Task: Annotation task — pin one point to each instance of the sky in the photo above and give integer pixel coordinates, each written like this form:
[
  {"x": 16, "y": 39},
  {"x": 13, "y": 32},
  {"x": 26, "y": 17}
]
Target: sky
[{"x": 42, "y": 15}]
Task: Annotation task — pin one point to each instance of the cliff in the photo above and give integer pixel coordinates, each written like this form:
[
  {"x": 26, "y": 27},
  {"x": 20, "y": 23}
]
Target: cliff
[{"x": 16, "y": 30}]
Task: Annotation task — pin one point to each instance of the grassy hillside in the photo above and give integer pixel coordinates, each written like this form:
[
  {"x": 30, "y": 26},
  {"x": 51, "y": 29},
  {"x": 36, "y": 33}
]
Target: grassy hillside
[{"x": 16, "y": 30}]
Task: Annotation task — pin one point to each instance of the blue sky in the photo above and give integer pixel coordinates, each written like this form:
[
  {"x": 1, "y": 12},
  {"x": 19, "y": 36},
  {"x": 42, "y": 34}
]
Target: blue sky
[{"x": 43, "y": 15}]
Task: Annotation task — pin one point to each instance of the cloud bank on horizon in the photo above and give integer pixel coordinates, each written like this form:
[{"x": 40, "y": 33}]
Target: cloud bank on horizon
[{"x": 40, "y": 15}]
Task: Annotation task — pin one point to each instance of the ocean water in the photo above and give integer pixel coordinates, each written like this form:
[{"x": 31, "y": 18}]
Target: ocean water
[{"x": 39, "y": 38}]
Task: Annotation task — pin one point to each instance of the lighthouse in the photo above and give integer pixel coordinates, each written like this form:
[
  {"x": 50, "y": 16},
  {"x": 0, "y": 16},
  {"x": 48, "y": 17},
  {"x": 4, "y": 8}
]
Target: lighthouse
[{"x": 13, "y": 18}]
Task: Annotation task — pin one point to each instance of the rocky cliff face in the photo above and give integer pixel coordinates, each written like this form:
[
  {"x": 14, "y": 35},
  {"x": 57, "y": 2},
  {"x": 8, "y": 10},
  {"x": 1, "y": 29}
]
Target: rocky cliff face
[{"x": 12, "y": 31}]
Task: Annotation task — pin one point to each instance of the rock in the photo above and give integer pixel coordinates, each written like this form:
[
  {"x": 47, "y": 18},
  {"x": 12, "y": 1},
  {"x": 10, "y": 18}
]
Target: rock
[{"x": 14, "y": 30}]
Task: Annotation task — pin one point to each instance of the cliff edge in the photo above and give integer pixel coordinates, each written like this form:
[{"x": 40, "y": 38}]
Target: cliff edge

■ ■ ■ ■

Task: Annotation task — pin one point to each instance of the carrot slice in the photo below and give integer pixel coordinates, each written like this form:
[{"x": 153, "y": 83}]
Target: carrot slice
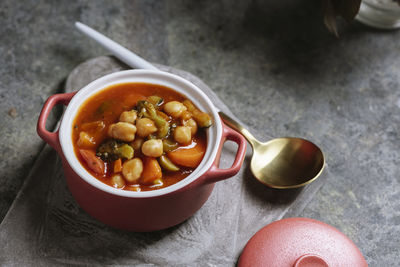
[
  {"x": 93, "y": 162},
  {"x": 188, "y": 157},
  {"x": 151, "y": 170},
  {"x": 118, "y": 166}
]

■ ■ ■ ■

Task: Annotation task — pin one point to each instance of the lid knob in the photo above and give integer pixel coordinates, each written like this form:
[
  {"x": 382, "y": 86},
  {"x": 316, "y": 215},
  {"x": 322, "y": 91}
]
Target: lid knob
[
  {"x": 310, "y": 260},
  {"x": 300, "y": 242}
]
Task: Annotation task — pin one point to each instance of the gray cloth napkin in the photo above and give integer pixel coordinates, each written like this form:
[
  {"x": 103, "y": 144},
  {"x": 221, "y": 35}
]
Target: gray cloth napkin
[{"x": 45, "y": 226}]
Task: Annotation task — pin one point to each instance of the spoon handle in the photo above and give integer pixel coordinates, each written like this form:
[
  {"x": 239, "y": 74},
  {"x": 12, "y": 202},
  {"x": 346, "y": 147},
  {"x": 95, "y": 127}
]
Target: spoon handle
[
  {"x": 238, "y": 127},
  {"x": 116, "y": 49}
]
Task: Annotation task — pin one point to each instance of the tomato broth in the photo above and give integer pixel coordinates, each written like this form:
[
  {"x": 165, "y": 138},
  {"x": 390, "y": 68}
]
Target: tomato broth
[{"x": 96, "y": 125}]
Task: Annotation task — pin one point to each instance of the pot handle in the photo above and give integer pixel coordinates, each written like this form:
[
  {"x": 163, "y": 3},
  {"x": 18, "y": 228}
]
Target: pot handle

■ ■ ■ ■

• _Assigned task_:
Would you retype exactly the lines above, from the line with "Target: tomato broth" to the line with "Target: pot handle", with both end lines kept and nothing more?

• _Response area_:
Target: tomato broth
[{"x": 96, "y": 125}]
Task: Annotation task — pin one point to each instance of the pot handle in the photo above and give integer pixel coordinates, each written like this form:
[
  {"x": 163, "y": 3},
  {"x": 18, "y": 228}
]
Target: pot handle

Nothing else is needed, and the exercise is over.